# JOBS
1. Rewrite the ship-from-store article, starting with "How can that" and going on through "a distribution center?", with "employee downtime" changed to "staff downtime".
2. Pick up the ship-from-store article after its last sentence and continue writing it.

# EXCERPT TO READ
--- BEGIN ---
Published October 24, 2012 Share

I recently ran across an article from the RetailNet Group detailing the many expected and proven benefits of implementing pick, pack and ship from store. However, in closing, the author leaves readers with the impression that a ship from store service requires large investments in systems and training.

“In-store employees need to be trained on how to pick, pack, and ship online orders quickly and accurately,” the article says, adding that, “The model can also be more expensive than delivering from distribution centers. And though it’s an extension of site-to-store programs, it also sacrifices one of their key benefits: triggering a trip to the store that often results in incremental sales.”

So there are a few points from that article that I’d like to take issue with.

  • 1. Ship from store is more expensive than shipping from a distribution center.
    How can that be? You already own the inventory in stores and have shelf-space and employees. And you can use employee downtime more effectively by having them pick and pack orders when there aren’t many customers in the store. I’m not sure how it can be more expensive.
  • 2. Training is expensive.
    Though there is some required training for employees, if the system is simple, our experience is that a standard retail employee can learn the processes required in an hour or two. Sure, there will be a few mix-ups at first, but won’t you have the same issues when putting a new process into a distribution center?
  • 3. No incremental sales are enabled.
    By helping a consumer realize that a local retailer had the product they wanted online, the retailer can bring that customer into the store the next time they want to purchase similar items. (Believe it or not, the research shows we still like to shop in stores over online shopping.)

Granted, trying to tackle a ship from store system like this on your own may not be easy, which is probably why a same-day delivery model is the “holy grail” for companies like Walmart and Amazon. But help is out there.

At Shopatron, we’ve spent the last 11 years refining our toolset and we’re getting pretty good at it. We know how retail employees think (and what they forget), and how to make a process “for dummies” book simple. We’ve implemented distributed order management for more than 1,000 branded manufacturers and 20,000 retail partners, so it goes without saying that we might be on to something.
--- END ---
# DATASET CONTENT
--- BEGIN ---
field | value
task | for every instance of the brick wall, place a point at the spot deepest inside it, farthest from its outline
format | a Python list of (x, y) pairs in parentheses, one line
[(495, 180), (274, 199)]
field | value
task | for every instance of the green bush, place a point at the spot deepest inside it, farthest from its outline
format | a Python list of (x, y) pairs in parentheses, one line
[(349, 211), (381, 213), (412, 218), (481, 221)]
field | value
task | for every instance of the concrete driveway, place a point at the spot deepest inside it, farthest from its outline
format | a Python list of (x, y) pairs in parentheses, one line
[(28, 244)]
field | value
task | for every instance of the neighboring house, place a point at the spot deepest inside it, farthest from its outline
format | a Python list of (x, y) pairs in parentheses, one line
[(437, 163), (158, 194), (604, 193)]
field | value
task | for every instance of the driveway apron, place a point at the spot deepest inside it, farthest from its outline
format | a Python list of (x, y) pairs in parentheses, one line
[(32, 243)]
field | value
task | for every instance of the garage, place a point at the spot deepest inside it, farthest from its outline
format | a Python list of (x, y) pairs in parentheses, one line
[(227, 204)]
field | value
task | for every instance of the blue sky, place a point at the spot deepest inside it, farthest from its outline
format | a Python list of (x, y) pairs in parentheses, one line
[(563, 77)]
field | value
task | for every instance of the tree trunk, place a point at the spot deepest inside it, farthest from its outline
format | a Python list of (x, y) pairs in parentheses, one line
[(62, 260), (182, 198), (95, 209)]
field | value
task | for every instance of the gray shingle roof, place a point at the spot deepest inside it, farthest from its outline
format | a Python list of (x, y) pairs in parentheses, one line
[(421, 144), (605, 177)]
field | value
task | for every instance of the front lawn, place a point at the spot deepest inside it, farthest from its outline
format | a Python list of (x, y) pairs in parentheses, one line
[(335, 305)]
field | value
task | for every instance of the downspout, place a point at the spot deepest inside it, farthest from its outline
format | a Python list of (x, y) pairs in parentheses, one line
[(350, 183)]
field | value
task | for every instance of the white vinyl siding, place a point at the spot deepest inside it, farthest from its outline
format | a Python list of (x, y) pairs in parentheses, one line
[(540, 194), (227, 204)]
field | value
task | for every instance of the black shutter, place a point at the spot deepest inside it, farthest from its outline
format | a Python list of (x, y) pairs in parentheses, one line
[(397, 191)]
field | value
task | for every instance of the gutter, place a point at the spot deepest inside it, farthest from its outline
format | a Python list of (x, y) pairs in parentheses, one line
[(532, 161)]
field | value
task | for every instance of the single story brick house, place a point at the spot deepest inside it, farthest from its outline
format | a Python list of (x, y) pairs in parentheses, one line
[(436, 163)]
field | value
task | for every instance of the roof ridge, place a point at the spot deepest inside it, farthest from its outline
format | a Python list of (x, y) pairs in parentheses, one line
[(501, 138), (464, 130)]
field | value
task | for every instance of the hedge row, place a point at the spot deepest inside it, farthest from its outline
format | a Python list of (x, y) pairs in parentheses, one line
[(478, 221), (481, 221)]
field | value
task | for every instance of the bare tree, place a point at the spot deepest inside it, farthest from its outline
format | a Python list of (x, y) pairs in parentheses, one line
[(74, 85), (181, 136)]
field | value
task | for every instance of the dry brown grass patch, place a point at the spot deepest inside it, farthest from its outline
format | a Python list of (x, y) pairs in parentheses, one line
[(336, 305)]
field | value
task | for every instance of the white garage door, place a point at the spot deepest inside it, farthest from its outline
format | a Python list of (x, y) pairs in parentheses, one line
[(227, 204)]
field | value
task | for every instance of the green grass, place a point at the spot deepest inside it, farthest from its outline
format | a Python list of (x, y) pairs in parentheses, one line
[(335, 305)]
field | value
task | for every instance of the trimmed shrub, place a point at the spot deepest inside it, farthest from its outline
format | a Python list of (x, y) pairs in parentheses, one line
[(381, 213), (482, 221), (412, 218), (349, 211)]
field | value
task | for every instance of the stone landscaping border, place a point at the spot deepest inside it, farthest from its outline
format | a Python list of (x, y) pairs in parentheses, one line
--- END ---
# THE ANSWERS
1.
How can that be? You already own the inventory in stores and have shelf-space and employees. And you can use staff downtime more effectively by having them pick and pack orders when there aren’t many customers in the store. I’m not sure how it can be more expensive.
  • 2. Training is expensive.
    Though there is some required training for employees, if the system is simple, our experience is that a standard retail employee can learn the processes required in an hour or two. Sure, there will be a few mix-ups at first, but won’t you have the same issues when putting a new process into a distribution center?

2.
But being successful means having the right tools. In order to successfully fulfill online orders from stores you’re going to need a few things:

  • An easy-to-use order management system that store employees can access in the store from a PC, handheld, or tablet device.
  • A configurable order management system that can be adapted to processes in your specific stores.
  • Integration with shipping services like UPS so it’s easy to print labels in the store.
  • An alert and notification system to prevent order delays.
  • A regular inventory feed to make sure online customers get an accurate account of what products are available.

Of course, this type of service is more difficult for those who lack some of these tools. (For example, inventory feeds can be unreliable. But that is something you need to solve anyway, right?) Each of these issues can be solved. And I can tell you, based on more than a decade of experience, that the problems are usually more like molehills than mountains.

To borrow an analogy from Brian Clausen, our Senior Vice President of Sales and Account Management: You can chop down a tree with a butter knife, but it’s a lot easier with a chainsaw. My guess is the companies that tried and failed to efficiently deliver ship from store have gone through a lot of butter knives. Which is a shame, because we would have been happy to rent them our chainsaw.